Task objective - Reproduce all entries verbatim, with nothing added or dropped.

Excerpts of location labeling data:
— Start —
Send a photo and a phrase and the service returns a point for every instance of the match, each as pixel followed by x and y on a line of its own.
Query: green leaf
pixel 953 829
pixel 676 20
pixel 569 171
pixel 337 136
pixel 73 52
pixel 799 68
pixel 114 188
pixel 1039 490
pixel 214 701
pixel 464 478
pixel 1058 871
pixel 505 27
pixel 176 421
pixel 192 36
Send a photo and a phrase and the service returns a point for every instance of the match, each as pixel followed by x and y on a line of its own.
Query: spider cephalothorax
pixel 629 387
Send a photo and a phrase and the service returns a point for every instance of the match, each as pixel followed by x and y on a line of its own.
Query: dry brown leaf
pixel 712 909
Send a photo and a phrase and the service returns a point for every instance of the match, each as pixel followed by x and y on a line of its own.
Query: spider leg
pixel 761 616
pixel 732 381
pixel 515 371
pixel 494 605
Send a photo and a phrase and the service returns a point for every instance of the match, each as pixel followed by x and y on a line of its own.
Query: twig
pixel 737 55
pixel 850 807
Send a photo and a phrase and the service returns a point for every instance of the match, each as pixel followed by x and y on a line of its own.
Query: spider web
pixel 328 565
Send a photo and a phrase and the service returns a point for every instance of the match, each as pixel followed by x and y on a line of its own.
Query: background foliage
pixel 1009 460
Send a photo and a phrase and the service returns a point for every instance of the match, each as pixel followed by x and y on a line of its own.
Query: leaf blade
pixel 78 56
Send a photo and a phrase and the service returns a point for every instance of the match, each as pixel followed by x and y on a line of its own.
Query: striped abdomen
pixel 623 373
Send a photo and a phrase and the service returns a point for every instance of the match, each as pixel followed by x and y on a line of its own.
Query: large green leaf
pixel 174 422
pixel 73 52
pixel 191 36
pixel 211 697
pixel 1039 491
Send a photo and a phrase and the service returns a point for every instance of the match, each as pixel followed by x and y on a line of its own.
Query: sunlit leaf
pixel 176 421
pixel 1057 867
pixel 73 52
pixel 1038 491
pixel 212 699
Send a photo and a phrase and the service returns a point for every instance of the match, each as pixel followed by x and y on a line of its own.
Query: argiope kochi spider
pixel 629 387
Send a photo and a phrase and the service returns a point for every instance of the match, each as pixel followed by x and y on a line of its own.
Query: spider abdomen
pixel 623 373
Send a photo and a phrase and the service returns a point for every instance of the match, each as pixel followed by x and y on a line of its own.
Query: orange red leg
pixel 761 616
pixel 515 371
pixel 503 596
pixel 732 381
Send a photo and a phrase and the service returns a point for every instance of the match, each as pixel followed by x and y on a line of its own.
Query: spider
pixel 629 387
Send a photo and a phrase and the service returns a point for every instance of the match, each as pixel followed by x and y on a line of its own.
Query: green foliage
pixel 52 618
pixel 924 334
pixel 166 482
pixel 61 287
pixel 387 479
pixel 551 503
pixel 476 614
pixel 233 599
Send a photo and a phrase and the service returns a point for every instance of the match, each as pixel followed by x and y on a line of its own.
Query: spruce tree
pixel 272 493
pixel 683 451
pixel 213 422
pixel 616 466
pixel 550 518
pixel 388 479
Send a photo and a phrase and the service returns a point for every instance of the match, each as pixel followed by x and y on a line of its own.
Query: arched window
— End —
Answer in full -
Send a photo and a phrase and the service returns a point for every instance of the match, each as pixel followed by x and y on a line of its own.
Query: green leaf
pixel 953 829
pixel 676 20
pixel 569 171
pixel 337 136
pixel 73 52
pixel 799 68
pixel 114 188
pixel 1039 490
pixel 214 701
pixel 464 478
pixel 1058 871
pixel 505 27
pixel 176 421
pixel 192 36
Send a photo and a phrase and the service returns a point for every instance of the match, each as pixel followed by x and y on a line of its own.
Query: spider cephalothorax
pixel 629 387
Send a photo and a phrase and the service returns a point for every instance of the match, each as pixel followed by x and y on a line of its own.
Query: dry brown leaf
pixel 712 909
Send a photo and a phrase and the service returns a point for every instance of the match, each as pixel followed by x and y on a line of its own.
Query: spider leg
pixel 761 616
pixel 732 381
pixel 515 371
pixel 494 605
Send a photo and a phrase and the service returns a point for every instance of the match, each as pixel followed by x and y on a line of its own.
Query: twig
pixel 737 55
pixel 850 807
Send a photo and a phrase and the service returns a point for every instance of the match, each as pixel followed by x and y on a line of its own.
Query: spider web
pixel 328 565
Send a photo and a phrase and the service returns a point for every instance of the match, each as pixel followed by x and y on a line of its own.
Query: background foliage
pixel 1009 460
Send a photo and a phrase and the service returns a point for every instance of the match, each as pixel followed by x and y on a line of its own.
Query: leaf blade
pixel 78 56
Send a photo and a phrase and the service returns a point for every instance of the match, each as pixel followed by x and y on a line of its own.
Query: striped abdomen
pixel 623 373
Send a photo and a phrase and the service returns a point for every instance of the match, each as pixel followed by x and y on a line of its own.
Query: large green leaf
pixel 174 422
pixel 73 52
pixel 191 36
pixel 211 697
pixel 1039 491
Send a photo and a phrase and the service returns a point for every instance of the match, each as pixel followed by x and y on a line of its own.
Query: sunlit leaf
pixel 176 421
pixel 1057 867
pixel 73 52
pixel 1038 491
pixel 212 699
Send a photo and a phrase and the service returns a point for every instance of the match, each as pixel followed by x and y on a line of its own.
Query: argiope kochi spider
pixel 629 387
Send a photo and a phrase and the service returns a point for every instance of the match, each as pixel followed by x and y on a line of its own.
Query: spider abdomen
pixel 623 373
Send a photo and a phrase and the service returns a point for every instance of the match, each as pixel followed by x and y on a line of its own.
Query: orange red leg
pixel 761 616
pixel 515 371
pixel 503 596
pixel 732 381
Send a photo and a phrase and the service returns a point for every instance of the match, each as pixel followed by x and y on a line of its own.
Query: spider
pixel 629 387
Send a photo and a phrase and the service returns a point for every instance of the match, each as pixel followed by x and y on a line of its own.
Query: green foliage
pixel 52 618
pixel 924 334
pixel 166 482
pixel 61 287
pixel 387 479
pixel 551 503
pixel 476 614
pixel 233 599
Send a photo and a phrase and the service returns a point for every instance of the match, each as pixel followed by x and y on a line of its own.
Query: spruce tree
pixel 272 493
pixel 683 451
pixel 213 422
pixel 616 466
pixel 550 518
pixel 388 479
Send a photo and a phrase and the service returns a point for every instance of the match, each as pixel followed by x and y on a line of its own.
Query: arched window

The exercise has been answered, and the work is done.